> Problem 1: Return the passage of the article on Green Party councillors from "Councils, the climate" to "municipalism for 2021.", copied word for word.
> Problem 2: According to the article on Green Party councillors, why should Climate Action Plans lead with the "co-benefits"? Answer in one to three sentences.

> Extract provided:
╔══
Councils, the climate emergency and the Green Party
With six months to go until a bumper round of local elections, where next for Green Party councillors and campaigners?
Based on my experience of working with Green Party of England and Wales councillors, I see two key elements to what we might call a Green municipalism for 2021.
- Climate Action Plans that lead with the ‘co-benefits’ – the potential for positive impacts on lives and livelihoods – in order that they become ‘co-productions’ with our communities.
- Robust local partnerships with key institutions as well as community representation through which council leaders can invest, influence, pressure, and cajole for a local green recovery.
From co-benefits to co-productions
Here’s a thought experiment: Could a climate action plan be written that did not mention the climate? Let’s take one sector. For transport, the plan could look something like this.
- Proposal: Low Traffic Neighbourhoods (LTNs); rapid investment in walking and cycling; better, cheaper, more responsive, public transport; rapid conversion to electric or hydrogen vehicles; planning policies that eliminate car dependency.
- Justification: safer streets; cleaner air; better physical and mental health; local regeneration of neighbourhood living that includes work, rest, play and shopping.
╚══
> Information shown:
╔══
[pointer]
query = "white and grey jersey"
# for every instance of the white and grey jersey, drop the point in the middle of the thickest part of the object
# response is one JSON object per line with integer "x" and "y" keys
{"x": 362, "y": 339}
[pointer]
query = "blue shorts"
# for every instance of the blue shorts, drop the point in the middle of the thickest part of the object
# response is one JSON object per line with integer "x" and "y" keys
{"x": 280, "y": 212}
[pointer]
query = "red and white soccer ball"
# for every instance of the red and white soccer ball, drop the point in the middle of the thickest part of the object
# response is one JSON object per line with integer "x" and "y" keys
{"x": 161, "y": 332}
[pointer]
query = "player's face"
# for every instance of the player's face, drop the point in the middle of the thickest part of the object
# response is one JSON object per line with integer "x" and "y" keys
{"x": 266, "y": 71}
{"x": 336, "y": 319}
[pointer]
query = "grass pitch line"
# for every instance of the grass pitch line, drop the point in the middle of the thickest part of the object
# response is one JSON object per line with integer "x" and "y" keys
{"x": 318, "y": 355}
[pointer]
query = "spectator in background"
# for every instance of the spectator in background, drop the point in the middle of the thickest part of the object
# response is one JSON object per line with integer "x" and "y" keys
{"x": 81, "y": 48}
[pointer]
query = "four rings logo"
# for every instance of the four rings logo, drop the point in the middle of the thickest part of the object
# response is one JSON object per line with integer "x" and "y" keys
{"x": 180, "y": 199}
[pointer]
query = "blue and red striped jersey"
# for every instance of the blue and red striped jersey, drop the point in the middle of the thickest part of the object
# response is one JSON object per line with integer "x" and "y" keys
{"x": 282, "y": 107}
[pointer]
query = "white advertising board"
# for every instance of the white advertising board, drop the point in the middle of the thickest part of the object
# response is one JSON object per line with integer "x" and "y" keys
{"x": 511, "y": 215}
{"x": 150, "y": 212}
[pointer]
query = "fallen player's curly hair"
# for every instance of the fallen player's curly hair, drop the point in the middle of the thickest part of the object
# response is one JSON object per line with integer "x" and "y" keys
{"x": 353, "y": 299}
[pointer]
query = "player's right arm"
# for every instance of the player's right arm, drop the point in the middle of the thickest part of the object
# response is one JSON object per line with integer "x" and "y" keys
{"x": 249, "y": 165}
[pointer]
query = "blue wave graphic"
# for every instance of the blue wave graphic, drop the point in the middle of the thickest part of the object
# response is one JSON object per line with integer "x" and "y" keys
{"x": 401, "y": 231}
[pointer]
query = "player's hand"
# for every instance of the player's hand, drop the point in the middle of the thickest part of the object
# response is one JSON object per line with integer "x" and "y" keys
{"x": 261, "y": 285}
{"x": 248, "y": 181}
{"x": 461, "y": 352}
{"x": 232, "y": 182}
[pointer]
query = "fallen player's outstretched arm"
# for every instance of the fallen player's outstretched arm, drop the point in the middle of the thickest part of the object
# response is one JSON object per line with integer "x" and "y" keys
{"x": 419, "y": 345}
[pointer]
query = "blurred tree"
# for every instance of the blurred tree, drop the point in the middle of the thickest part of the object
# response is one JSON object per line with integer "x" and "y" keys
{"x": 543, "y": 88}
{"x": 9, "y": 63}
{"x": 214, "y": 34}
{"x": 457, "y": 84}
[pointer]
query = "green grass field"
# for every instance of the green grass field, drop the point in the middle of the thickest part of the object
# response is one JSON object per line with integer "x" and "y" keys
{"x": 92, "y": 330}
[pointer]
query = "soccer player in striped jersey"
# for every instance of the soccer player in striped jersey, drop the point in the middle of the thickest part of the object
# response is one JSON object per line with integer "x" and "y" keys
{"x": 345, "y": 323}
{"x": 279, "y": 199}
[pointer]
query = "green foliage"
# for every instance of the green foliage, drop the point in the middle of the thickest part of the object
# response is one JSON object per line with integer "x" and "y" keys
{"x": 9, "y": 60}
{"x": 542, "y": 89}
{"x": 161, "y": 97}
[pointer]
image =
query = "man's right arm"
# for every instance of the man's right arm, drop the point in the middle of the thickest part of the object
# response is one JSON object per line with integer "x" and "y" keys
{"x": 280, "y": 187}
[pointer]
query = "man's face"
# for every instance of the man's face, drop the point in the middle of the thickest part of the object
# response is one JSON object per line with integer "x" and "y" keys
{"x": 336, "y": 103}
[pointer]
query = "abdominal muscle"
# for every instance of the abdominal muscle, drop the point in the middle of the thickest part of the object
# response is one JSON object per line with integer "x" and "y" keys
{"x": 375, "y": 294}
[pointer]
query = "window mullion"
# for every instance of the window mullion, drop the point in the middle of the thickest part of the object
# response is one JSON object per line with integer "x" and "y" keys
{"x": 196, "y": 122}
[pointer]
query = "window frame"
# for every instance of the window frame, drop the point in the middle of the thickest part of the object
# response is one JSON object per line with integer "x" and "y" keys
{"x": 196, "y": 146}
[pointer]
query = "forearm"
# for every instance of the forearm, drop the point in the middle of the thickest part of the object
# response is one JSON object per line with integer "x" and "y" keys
╚══
> Answer section 1:
Councils, the climate emergency and the Green Party
With six months to go until a bumper round of local elections, where next for Green Party councillors and campaigners?
Based on my experience of working with Green Party of England and Wales councillors, I see two key elements to what we might call a Green municipalism for 2021.

> Answer section 2: Leading with the co-benefits, meaning the potential for positive impacts on lives and livelihoods, is meant to make the plans "co-productions" with local communities.